### HOW TO COMPLETE THIS TASK
Restate every line of the material, word for word.
************
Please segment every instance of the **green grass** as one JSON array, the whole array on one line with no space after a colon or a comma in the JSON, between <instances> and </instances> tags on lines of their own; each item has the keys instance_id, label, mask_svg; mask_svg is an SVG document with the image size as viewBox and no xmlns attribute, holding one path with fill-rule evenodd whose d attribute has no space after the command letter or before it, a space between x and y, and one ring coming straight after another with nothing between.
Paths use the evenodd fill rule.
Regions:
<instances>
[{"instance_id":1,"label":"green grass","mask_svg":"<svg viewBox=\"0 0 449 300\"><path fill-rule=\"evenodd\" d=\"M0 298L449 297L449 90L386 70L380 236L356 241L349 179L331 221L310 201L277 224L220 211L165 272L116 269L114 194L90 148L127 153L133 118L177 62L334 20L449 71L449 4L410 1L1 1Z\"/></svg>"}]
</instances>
************
### RESULT BELOW
Please segment every instance of the **green grass** as one JSON array, the whole array on one line with no space after a colon or a comma in the JSON, between <instances> and </instances> tags on lines of their own; each item has the keys instance_id, label, mask_svg; mask_svg is an SVG document with the image size as viewBox and no xmlns attribute, holding one path with fill-rule evenodd whose d attribute has no space after the command letter or before it, a space between x and y, and one ring coming straight after another with nothing between.
Paths use the evenodd fill rule.
Regions:
<instances>
[{"instance_id":1,"label":"green grass","mask_svg":"<svg viewBox=\"0 0 449 300\"><path fill-rule=\"evenodd\" d=\"M0 298L449 297L449 90L386 70L380 236L356 241L349 179L331 221L310 201L277 224L220 211L165 272L116 269L114 194L90 148L127 153L133 118L177 62L334 20L449 71L449 4L410 1L1 1Z\"/></svg>"}]
</instances>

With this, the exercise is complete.